## Text excerpt
Start of Block

Posted by Chris.
This picture, lifted from the Simon Hughes campaign website, is not very clear and looks more like an oil painting, but it illustrates exactly what my idea of a splendid Council Chamber is.
The photograph was taken of Simon addressing the Leeds Leadership Hustings on 4th February, in the Grand Council Chamber at Leeds Civic Hall.
Lit from outside by floodlamps shining through the windows, which gives a warm daylight feel to the room, this elegant building, with its two guilded owls on the exterior and Roman columns at the entrance, was opened in 1933 by King George V. It clearly is a fine place to promote Leeds as a city to invest in.
Whilst I would never suggest that we could provide civic facilities on the same grand scale in Redcar, we certainly need something much better than the shabby 1960's, Poulson designed Town Hall that we have got at present. Stuck out, right on the Middlesbrough end of the Borough, in the middle of a housing estate, it gives out the wrong image to those we hope will invest in the area and it dampens the moral of those who have to work in it.
Like most of the public buildings in our borough it has suffered from years of neglect by unambitious old Labour politicians. There are more modern Council offices in Redcar and Guisborough and the cost of travel and time between them is enormous.
The new Coalition has turned the Council from a failing organisation to a four star, excellent authority in less than three years and is keen to change the drab image of the Borough and at the same time reduce the amout of travelling between buildings. Last year we announced that we planned to sell off the old town hall and provide an impressive new Civic Centre in our main town, Redcar (pop 40,000), at a cost of around £3.5m. This is peanuts when you think some Labour Boroughs have spent nearer £100m on civic buildings.
Redcar was a Borough in its own right until 1967. Since then it has had its town hall sold off and has had little capital investment in the town for 40 years. Things are now changing, we are getting new schools, new shopping centres, a new college, a new hospital, a new swimming baths with a separate leisure pool, a visitor centre, a performance facility, new housing, major investment in the racecourse, huge investment in the sewage system and hopefully a new civic centre.
40 years on neglect in the town has bred a cynical attitude in some of our residents and every one of these proposals have attracted opposition, in most cases from the same negative half a dozen individuals who have ulterior political motives for doing so. The new administration is ambitious for the town and we are committed to restoring civic pride and encouraging investment.

End of Block

## Required actions
(1) List every person the blog post mentions by name.
(2) Duplicate the part of the blog post starting at "Posted by Chris." and ending at "to invest in.".
The records that come next are not needed.

[Stored data entries]
Start of Block

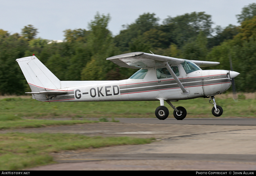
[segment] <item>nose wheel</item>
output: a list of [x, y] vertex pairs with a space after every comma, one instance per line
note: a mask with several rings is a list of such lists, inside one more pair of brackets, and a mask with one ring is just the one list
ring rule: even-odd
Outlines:
[[223, 112], [222, 108], [219, 106], [216, 106], [217, 109], [215, 109], [215, 107], [214, 107], [211, 109], [211, 113], [213, 115], [216, 117], [219, 117], [222, 114]]
[[173, 111], [173, 116], [177, 120], [183, 120], [186, 117], [187, 115], [187, 111], [186, 109], [182, 106], [178, 106], [176, 109], [179, 111], [176, 112], [174, 110]]
[[[219, 117], [222, 115], [222, 113], [223, 113], [223, 109], [221, 106], [216, 105], [214, 96], [211, 96], [210, 98], [211, 98], [209, 100], [209, 103], [212, 103], [214, 106], [211, 109], [211, 113], [212, 113], [212, 115], [215, 117]], [[210, 102], [212, 100], [213, 100], [213, 103], [211, 103]]]

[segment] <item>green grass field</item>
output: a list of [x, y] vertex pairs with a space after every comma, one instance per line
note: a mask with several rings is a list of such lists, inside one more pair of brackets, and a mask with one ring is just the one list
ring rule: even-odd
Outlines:
[[[256, 116], [255, 94], [246, 95], [239, 96], [239, 98], [236, 102], [228, 94], [216, 96], [217, 105], [223, 109], [221, 117]], [[213, 105], [209, 103], [207, 98], [180, 100], [174, 102], [173, 104], [176, 107], [181, 106], [186, 108], [187, 113], [186, 118], [214, 117], [211, 112]], [[169, 118], [172, 118], [173, 109], [167, 103], [165, 105], [170, 112]], [[31, 96], [2, 97], [0, 98], [0, 120], [67, 118], [155, 118], [155, 110], [159, 105], [158, 101], [52, 102], [49, 104], [33, 100]]]
[[[222, 106], [224, 111], [220, 118], [256, 117], [255, 94], [242, 94], [238, 97], [238, 100], [235, 102], [228, 94], [216, 97], [217, 104]], [[183, 106], [186, 109], [186, 118], [215, 117], [211, 112], [213, 105], [206, 98], [182, 100], [173, 104], [176, 107]], [[33, 100], [31, 96], [1, 97], [0, 129], [71, 125], [99, 121], [115, 122], [115, 118], [156, 118], [155, 111], [159, 104], [159, 101], [49, 104]], [[165, 105], [170, 112], [169, 118], [174, 118], [172, 108], [166, 103]], [[92, 118], [97, 121], [87, 119]], [[49, 120], [67, 118], [71, 120]], [[1, 134], [0, 170], [19, 170], [53, 163], [50, 153], [62, 150], [143, 144], [154, 139], [89, 137], [71, 134]]]

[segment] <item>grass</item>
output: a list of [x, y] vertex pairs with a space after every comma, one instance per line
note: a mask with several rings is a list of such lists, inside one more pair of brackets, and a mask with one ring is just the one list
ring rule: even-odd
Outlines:
[[[221, 106], [223, 110], [220, 117], [256, 116], [255, 94], [250, 94], [249, 98], [245, 95], [240, 94], [238, 96], [240, 99], [237, 102], [228, 94], [216, 96], [217, 105]], [[0, 100], [0, 120], [96, 118], [103, 121], [110, 122], [111, 120], [108, 119], [112, 118], [154, 118], [155, 111], [160, 105], [159, 101], [52, 102], [49, 104], [37, 101], [30, 96], [4, 97]], [[214, 117], [211, 112], [213, 105], [209, 103], [206, 98], [180, 100], [173, 104], [176, 107], [182, 106], [186, 108], [186, 118]], [[166, 103], [165, 104], [171, 115], [173, 110]]]
[[88, 137], [79, 134], [0, 134], [0, 170], [21, 170], [54, 163], [51, 153], [114, 145], [143, 144], [154, 139]]

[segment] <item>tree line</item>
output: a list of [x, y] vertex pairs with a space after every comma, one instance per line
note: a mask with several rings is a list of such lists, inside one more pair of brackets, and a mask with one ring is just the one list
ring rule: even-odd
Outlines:
[[123, 25], [113, 36], [108, 28], [109, 14], [96, 13], [88, 29], [63, 31], [64, 42], [36, 38], [31, 25], [20, 34], [0, 29], [0, 93], [21, 94], [30, 90], [16, 59], [37, 57], [60, 80], [115, 80], [128, 78], [136, 69], [118, 67], [106, 59], [135, 51], [178, 58], [219, 62], [206, 69], [233, 70], [237, 90], [256, 90], [256, 3], [244, 7], [236, 16], [240, 24], [213, 28], [211, 15], [204, 12], [168, 16], [162, 24], [154, 13], [140, 15]]

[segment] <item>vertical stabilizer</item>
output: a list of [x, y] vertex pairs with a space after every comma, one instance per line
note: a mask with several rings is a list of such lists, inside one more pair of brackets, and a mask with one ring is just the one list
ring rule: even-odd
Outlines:
[[60, 81], [34, 55], [16, 59], [32, 92], [60, 88]]

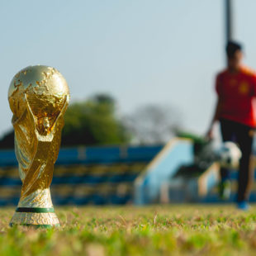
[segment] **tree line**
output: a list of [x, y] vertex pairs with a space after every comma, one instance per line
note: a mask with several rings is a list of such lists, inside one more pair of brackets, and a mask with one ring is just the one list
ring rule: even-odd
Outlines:
[[[180, 129], [179, 114], [173, 108], [146, 105], [121, 116], [116, 105], [107, 94], [71, 103], [64, 115], [62, 146], [163, 144]], [[0, 140], [0, 148], [13, 147], [11, 130]]]

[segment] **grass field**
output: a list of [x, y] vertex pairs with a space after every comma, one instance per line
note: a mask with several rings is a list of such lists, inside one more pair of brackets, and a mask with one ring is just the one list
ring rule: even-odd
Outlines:
[[256, 255], [256, 206], [56, 207], [60, 228], [9, 228], [0, 209], [0, 255]]

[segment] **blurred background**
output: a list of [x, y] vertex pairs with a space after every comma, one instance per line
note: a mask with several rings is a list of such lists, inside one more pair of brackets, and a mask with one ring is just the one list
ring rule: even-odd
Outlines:
[[[196, 162], [229, 36], [256, 67], [255, 10], [254, 0], [1, 0], [0, 204], [21, 189], [9, 83], [37, 64], [71, 92], [54, 203], [217, 201], [217, 167]], [[184, 131], [192, 142], [174, 139]], [[186, 164], [192, 175], [178, 175]]]

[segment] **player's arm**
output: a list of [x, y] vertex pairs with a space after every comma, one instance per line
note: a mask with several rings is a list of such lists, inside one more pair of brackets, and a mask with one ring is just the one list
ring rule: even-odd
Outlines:
[[218, 97], [216, 107], [215, 107], [215, 111], [214, 111], [214, 115], [213, 115], [213, 117], [211, 119], [209, 130], [206, 133], [206, 138], [208, 138], [208, 139], [212, 139], [212, 137], [213, 137], [213, 133], [212, 133], [213, 126], [214, 126], [214, 124], [220, 118], [220, 108], [221, 108], [220, 101], [220, 98]]

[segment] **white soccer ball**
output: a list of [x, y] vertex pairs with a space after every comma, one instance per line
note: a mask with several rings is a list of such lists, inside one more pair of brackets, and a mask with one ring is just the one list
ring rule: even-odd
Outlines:
[[238, 145], [232, 141], [226, 141], [216, 152], [221, 167], [238, 169], [242, 153]]

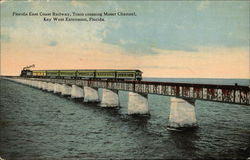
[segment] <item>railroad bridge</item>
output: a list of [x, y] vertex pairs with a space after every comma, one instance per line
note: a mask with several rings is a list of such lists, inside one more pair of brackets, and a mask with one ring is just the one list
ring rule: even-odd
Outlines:
[[[152, 81], [114, 81], [89, 79], [52, 79], [9, 77], [46, 91], [60, 93], [84, 102], [99, 102], [101, 107], [119, 106], [119, 91], [128, 91], [128, 114], [148, 114], [148, 94], [171, 96], [169, 124], [171, 128], [196, 127], [195, 100], [238, 105], [250, 104], [250, 87], [168, 83]], [[98, 89], [102, 88], [101, 97]]]

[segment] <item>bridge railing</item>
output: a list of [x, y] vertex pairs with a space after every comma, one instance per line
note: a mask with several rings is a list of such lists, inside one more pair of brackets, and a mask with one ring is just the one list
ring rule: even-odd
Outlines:
[[174, 96], [184, 99], [198, 99], [233, 104], [250, 104], [249, 86], [168, 83], [151, 81], [110, 81], [110, 80], [72, 80], [72, 79], [40, 79], [53, 83], [107, 88], [131, 91], [143, 94]]
[[124, 90], [144, 94], [174, 96], [234, 104], [250, 104], [248, 86], [167, 83], [150, 81], [104, 81], [84, 80], [85, 85], [96, 88]]

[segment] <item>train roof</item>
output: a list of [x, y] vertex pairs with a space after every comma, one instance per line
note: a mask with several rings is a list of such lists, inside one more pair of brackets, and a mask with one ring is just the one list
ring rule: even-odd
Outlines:
[[136, 71], [141, 72], [139, 69], [48, 69], [48, 70], [31, 70], [31, 71]]

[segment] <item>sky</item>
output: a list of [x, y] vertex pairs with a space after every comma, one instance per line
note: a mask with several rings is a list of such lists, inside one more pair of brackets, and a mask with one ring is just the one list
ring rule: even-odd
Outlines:
[[[19, 75], [35, 64], [34, 69], [140, 69], [144, 77], [250, 78], [249, 3], [1, 1], [1, 75]], [[136, 16], [47, 22], [44, 17], [56, 16], [13, 12]]]

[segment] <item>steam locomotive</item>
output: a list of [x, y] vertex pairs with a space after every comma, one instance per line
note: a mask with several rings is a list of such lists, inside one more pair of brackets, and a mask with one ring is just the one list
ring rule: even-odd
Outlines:
[[142, 71], [128, 70], [29, 70], [23, 69], [21, 77], [58, 78], [58, 79], [106, 79], [106, 80], [138, 80], [142, 79]]

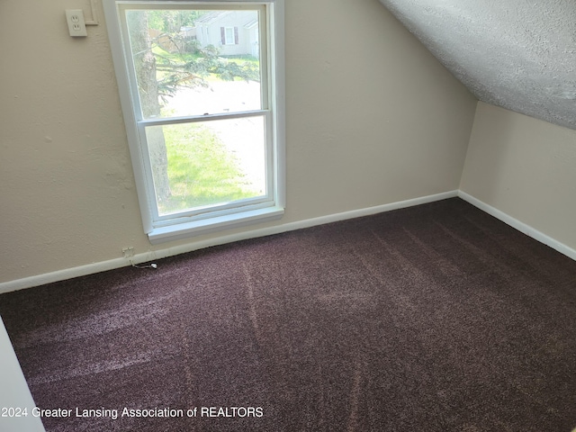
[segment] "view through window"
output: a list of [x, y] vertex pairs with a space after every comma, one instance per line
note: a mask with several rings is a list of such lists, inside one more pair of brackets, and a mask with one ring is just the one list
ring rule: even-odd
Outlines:
[[269, 4], [113, 3], [151, 228], [278, 207]]

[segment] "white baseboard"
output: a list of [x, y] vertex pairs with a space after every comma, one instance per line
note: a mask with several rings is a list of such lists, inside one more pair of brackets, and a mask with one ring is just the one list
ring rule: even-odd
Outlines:
[[[336, 222], [338, 220], [345, 220], [347, 219], [359, 218], [362, 216], [368, 216], [371, 214], [382, 213], [384, 212], [390, 212], [392, 210], [412, 207], [414, 205], [426, 204], [428, 202], [433, 202], [435, 201], [445, 200], [447, 198], [454, 198], [455, 196], [458, 196], [458, 191], [449, 191], [442, 194], [436, 194], [434, 195], [428, 195], [428, 196], [423, 196], [419, 198], [414, 198], [411, 200], [392, 202], [390, 204], [377, 205], [374, 207], [368, 207], [364, 209], [353, 210], [350, 212], [344, 212], [341, 213], [320, 216], [319, 218], [298, 220], [296, 222], [285, 223], [283, 225], [277, 225], [270, 228], [251, 230], [242, 231], [237, 234], [224, 235], [221, 237], [210, 238], [208, 240], [194, 241], [194, 242], [187, 243], [187, 244], [174, 247], [174, 248], [167, 248], [165, 249], [158, 249], [158, 250], [146, 252], [143, 254], [138, 254], [131, 257], [131, 262], [134, 264], [140, 264], [140, 263], [154, 261], [156, 259], [184, 254], [187, 252], [192, 252], [194, 250], [202, 249], [204, 248], [210, 248], [212, 246], [223, 245], [225, 243], [231, 243], [234, 241], [245, 240], [247, 238], [255, 238], [257, 237], [270, 236], [273, 234], [279, 234], [281, 232], [292, 231], [294, 230], [300, 230], [302, 228], [310, 228], [316, 225], [322, 225], [325, 223]], [[67, 279], [72, 279], [73, 277], [85, 276], [85, 275], [93, 274], [95, 273], [113, 270], [115, 268], [125, 267], [128, 266], [130, 266], [130, 262], [128, 259], [114, 258], [107, 261], [88, 264], [86, 266], [66, 268], [64, 270], [58, 270], [56, 272], [50, 272], [43, 274], [38, 274], [35, 276], [30, 276], [22, 279], [17, 279], [14, 281], [8, 281], [8, 282], [2, 283], [0, 284], [0, 293], [22, 290], [24, 288], [32, 288], [33, 286], [40, 286], [46, 284], [51, 284], [53, 282], [64, 281]]]
[[[131, 257], [131, 262], [134, 264], [140, 264], [149, 261], [154, 261], [167, 256], [173, 256], [176, 255], [184, 254], [192, 252], [194, 250], [202, 249], [204, 248], [210, 248], [212, 246], [222, 245], [225, 243], [231, 243], [234, 241], [245, 240], [247, 238], [255, 238], [258, 237], [270, 236], [273, 234], [279, 234], [281, 232], [292, 231], [294, 230], [301, 230], [303, 228], [310, 228], [316, 225], [322, 225], [325, 223], [336, 222], [338, 220], [346, 220], [348, 219], [359, 218], [362, 216], [368, 216], [371, 214], [382, 213], [384, 212], [390, 212], [392, 210], [402, 209], [407, 207], [412, 207], [414, 205], [426, 204], [428, 202], [433, 202], [436, 201], [445, 200], [447, 198], [453, 198], [459, 196], [463, 200], [470, 202], [475, 207], [478, 207], [482, 211], [494, 216], [495, 218], [502, 220], [503, 222], [510, 225], [516, 230], [526, 234], [527, 236], [535, 238], [544, 245], [557, 250], [561, 254], [576, 260], [576, 250], [561, 243], [560, 241], [546, 236], [545, 234], [538, 231], [537, 230], [526, 225], [524, 222], [512, 218], [505, 212], [489, 205], [485, 202], [474, 198], [473, 196], [462, 192], [462, 191], [449, 191], [442, 194], [436, 194], [434, 195], [423, 196], [420, 198], [414, 198], [411, 200], [400, 201], [397, 202], [392, 202], [390, 204], [377, 205], [374, 207], [368, 207], [364, 209], [353, 210], [350, 212], [344, 212], [341, 213], [328, 214], [326, 216], [320, 216], [318, 218], [307, 219], [304, 220], [298, 220], [295, 222], [285, 223], [283, 225], [277, 225], [270, 228], [257, 229], [246, 230], [236, 234], [224, 235], [214, 238], [210, 238], [203, 241], [195, 241], [187, 243], [184, 245], [177, 246], [175, 248], [167, 248], [165, 249], [153, 250], [143, 254], [138, 254]], [[50, 272], [36, 276], [25, 277], [22, 279], [17, 279], [14, 281], [8, 281], [0, 284], [0, 293], [9, 292], [11, 291], [22, 290], [24, 288], [32, 288], [33, 286], [43, 285], [46, 284], [51, 284], [53, 282], [64, 281], [71, 279], [73, 277], [85, 276], [87, 274], [93, 274], [95, 273], [105, 272], [107, 270], [112, 270], [115, 268], [124, 267], [130, 266], [130, 262], [126, 258], [115, 258], [107, 261], [102, 261], [99, 263], [93, 263], [86, 266], [80, 266], [77, 267], [67, 268], [64, 270], [58, 270], [56, 272]]]
[[563, 254], [566, 256], [576, 261], [576, 250], [564, 245], [563, 243], [561, 243], [560, 241], [553, 238], [552, 237], [547, 236], [543, 232], [540, 232], [535, 228], [532, 228], [531, 226], [526, 225], [524, 222], [521, 222], [518, 219], [514, 219], [512, 216], [509, 216], [504, 212], [500, 212], [495, 207], [492, 207], [491, 205], [489, 205], [480, 201], [479, 199], [474, 198], [473, 196], [466, 194], [465, 192], [458, 191], [458, 196], [463, 200], [466, 201], [467, 202], [470, 202], [474, 207], [478, 207], [482, 212], [485, 212], [488, 214], [494, 216], [496, 219], [500, 219], [500, 220], [507, 223], [510, 227], [515, 228], [520, 232], [523, 232], [526, 236], [531, 237], [536, 240], [538, 240], [540, 243], [544, 243], [544, 245], [549, 246], [553, 249], [555, 249], [561, 254]]

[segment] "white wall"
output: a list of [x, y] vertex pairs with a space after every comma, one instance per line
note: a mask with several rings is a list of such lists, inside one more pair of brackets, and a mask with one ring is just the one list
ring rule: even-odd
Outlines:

End of Block

## Your written answers
(1) Chris, Simon Hughes, King George V, Poulson

(2)
Posted by Chris.
This picture, lifted from the Simon Hughes campaign website, is not very clear and looks more like an oil painting, but it illustrates exactly what my idea of a splendid Council Chamber is.
The photograph was taken of Simon addressing the Leeds Leadership Hustings on 4th February, in the Grand Council Chamber at Leeds Civic Hall.
Lit from outside by floodlamps shining through the windows, which gives a warm daylight feel to the room, this elegant building, with its two guilded owls on the exterior and Roman columns at the entrance, was opened in 1933 by King George V. It clearly is a fine place to promote Leeds as a city to invest in.